### Request
Lay out each line of the entries below as a JSON list of strings, one string per line, with blank lines skipped. Leave the pictures out.

### Data
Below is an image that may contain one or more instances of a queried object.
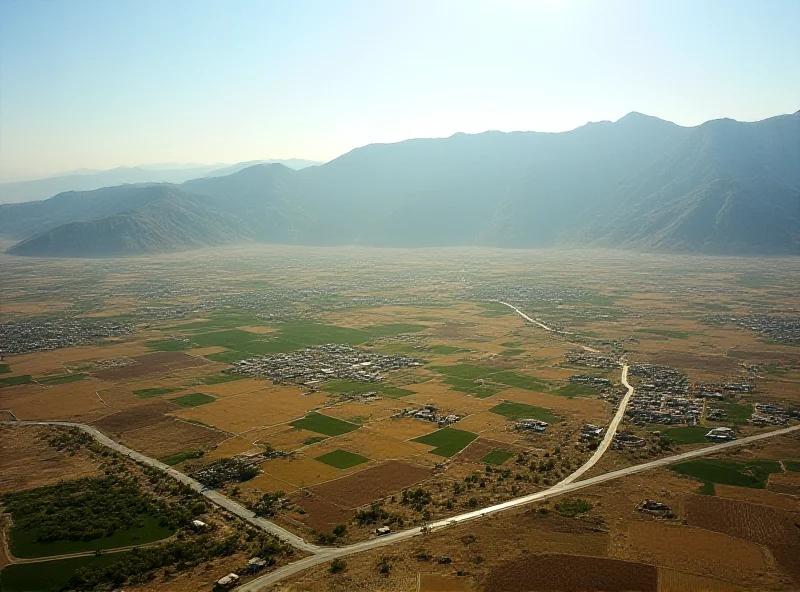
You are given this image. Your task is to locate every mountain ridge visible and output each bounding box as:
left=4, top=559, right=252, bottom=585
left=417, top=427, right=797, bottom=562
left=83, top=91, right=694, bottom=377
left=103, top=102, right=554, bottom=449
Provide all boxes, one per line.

### Task result
[
  "Below is an image that may contain one or more instances of a queried object.",
  "You are given this image. Your task is to locate every mountain ridge visible and output each bounding box as:",
  "left=4, top=559, right=252, bottom=585",
  "left=417, top=427, right=797, bottom=562",
  "left=83, top=91, right=694, bottom=377",
  "left=103, top=102, right=554, bottom=449",
  "Provide all boxes, one per line."
]